EXERCISE GOAL. If a line of the material contains "pair", copy it.

EXTRACTED RECORDS.
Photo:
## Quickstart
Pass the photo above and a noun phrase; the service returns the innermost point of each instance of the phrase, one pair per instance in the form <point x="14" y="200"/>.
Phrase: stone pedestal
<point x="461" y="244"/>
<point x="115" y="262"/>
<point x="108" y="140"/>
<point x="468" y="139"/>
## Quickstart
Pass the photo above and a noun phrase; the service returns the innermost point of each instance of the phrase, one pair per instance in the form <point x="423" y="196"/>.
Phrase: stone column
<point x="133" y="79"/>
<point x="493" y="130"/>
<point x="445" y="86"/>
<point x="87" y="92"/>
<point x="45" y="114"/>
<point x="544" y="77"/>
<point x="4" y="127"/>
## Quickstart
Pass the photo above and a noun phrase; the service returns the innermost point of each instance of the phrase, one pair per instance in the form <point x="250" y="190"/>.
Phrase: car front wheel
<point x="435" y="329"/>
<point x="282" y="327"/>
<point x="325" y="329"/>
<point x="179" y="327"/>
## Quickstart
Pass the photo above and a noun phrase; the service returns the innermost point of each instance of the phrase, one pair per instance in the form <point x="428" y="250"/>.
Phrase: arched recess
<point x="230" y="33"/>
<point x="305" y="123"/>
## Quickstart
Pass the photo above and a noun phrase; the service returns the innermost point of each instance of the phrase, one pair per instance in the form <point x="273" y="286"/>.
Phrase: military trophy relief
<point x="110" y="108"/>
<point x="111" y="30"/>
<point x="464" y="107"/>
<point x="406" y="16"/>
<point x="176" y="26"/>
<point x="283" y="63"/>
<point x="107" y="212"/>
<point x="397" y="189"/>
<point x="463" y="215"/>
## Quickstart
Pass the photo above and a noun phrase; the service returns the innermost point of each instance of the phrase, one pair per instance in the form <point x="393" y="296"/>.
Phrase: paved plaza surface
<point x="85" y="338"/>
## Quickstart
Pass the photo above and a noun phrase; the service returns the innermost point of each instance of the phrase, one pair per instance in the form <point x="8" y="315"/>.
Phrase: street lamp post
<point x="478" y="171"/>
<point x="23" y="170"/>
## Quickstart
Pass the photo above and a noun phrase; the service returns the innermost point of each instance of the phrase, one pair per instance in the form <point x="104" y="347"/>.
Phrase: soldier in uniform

ANSWER SECTION.
Pass the photo above and a noun phrase; the service returns the innermost point of each instance of the phrase, one pair per instance in the form <point x="14" y="200"/>.
Pass the photo above and a noun phrase; the service returns the innermost point of each instance of the phrase, one pair per instance in the form <point x="423" y="196"/>.
Pass the photo above and a noun phrase; the service returns the innermost point of each instance of the phrase, one pair per instance in the form <point x="250" y="190"/>.
Pass the photo above and a noun phrase; the service returns the innermost point of each instance of the phrase, one pair per instance in the form <point x="428" y="250"/>.
Pass the photo above and a noun phrase; the service returns the innermost point of each instance of the phrase, one pair per instance in the form <point x="273" y="286"/>.
Pass the photo above and a noun phrase; the service returns the innermost point of each instance of the phrase, one pair per instance in the form <point x="393" y="296"/>.
Pass the photo above and a noun phrase; the service returns the innermost point of each instance of the phrase, one pair per instance in the form <point x="8" y="315"/>.
Pass the photo above and a noun phrase; the service returns the innermost point of each instance of the phrase, one pair per instance in the form <point x="104" y="347"/>.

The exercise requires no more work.